**Task instructions**.
How many lines in the rows below contain the string "Give"? Case counts. Reply with the number alone.

========================================

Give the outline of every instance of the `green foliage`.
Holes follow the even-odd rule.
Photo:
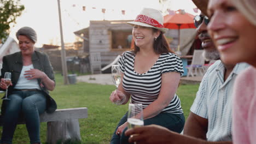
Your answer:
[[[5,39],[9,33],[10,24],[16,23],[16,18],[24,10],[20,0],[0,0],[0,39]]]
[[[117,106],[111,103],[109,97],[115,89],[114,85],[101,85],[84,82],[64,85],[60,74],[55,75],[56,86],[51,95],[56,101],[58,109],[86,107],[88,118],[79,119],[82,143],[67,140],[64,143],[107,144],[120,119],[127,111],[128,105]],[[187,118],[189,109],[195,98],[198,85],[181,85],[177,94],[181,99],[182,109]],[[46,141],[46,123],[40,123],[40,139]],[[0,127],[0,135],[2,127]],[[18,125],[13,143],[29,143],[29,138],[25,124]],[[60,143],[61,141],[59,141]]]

========================================

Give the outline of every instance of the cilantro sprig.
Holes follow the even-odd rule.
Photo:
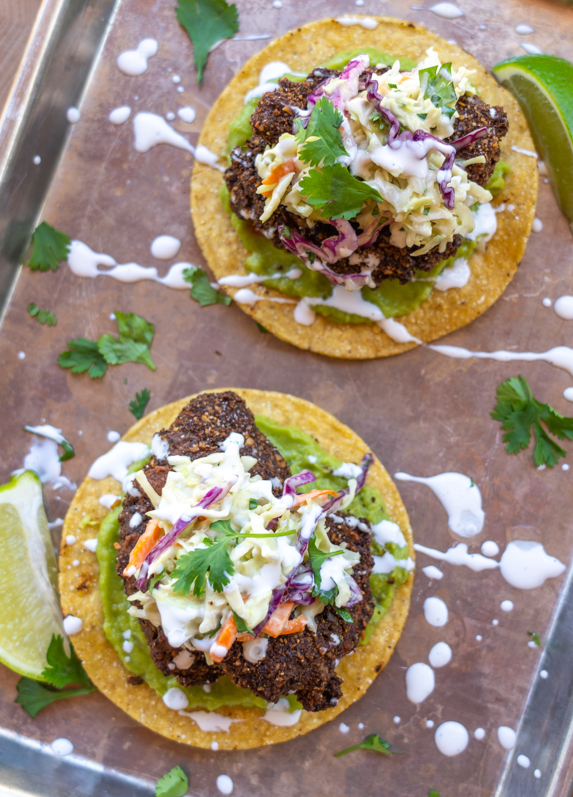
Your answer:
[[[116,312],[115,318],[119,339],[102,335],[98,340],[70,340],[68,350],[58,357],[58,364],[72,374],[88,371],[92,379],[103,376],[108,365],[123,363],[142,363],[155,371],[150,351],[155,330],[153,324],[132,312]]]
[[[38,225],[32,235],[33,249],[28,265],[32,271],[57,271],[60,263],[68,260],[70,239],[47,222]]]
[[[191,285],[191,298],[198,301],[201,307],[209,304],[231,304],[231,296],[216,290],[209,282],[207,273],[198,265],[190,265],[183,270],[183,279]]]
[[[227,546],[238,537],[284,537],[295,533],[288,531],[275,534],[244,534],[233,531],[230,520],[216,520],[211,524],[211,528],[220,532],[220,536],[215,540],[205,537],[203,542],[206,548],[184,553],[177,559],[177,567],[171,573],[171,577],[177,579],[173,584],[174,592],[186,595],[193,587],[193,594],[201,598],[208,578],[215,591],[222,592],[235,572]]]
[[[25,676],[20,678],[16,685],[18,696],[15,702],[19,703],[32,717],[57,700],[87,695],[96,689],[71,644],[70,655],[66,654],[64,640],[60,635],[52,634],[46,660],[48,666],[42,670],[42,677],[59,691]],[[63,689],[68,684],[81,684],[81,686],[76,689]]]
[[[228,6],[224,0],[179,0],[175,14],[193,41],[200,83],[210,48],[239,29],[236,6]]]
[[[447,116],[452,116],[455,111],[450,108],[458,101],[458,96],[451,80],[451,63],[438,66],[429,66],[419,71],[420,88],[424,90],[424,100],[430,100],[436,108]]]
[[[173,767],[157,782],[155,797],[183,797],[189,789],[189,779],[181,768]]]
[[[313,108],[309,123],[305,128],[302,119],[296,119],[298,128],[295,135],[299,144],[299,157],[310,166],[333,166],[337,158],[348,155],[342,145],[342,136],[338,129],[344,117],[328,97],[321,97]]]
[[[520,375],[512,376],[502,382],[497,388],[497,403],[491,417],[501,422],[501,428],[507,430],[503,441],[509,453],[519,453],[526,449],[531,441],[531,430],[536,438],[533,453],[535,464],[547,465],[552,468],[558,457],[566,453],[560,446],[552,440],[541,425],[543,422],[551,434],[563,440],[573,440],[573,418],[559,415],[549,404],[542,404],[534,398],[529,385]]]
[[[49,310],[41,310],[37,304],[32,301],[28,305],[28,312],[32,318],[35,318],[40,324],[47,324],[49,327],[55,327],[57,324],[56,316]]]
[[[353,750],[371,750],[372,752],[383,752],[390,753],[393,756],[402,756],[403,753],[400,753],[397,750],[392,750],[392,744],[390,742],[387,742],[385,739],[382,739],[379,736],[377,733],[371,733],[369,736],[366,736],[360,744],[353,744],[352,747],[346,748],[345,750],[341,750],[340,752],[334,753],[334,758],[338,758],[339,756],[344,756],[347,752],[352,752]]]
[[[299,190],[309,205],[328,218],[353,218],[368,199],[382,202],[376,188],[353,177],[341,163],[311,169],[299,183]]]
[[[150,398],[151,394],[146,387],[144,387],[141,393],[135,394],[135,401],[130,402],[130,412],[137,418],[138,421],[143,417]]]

========================================

**Complete output**.
2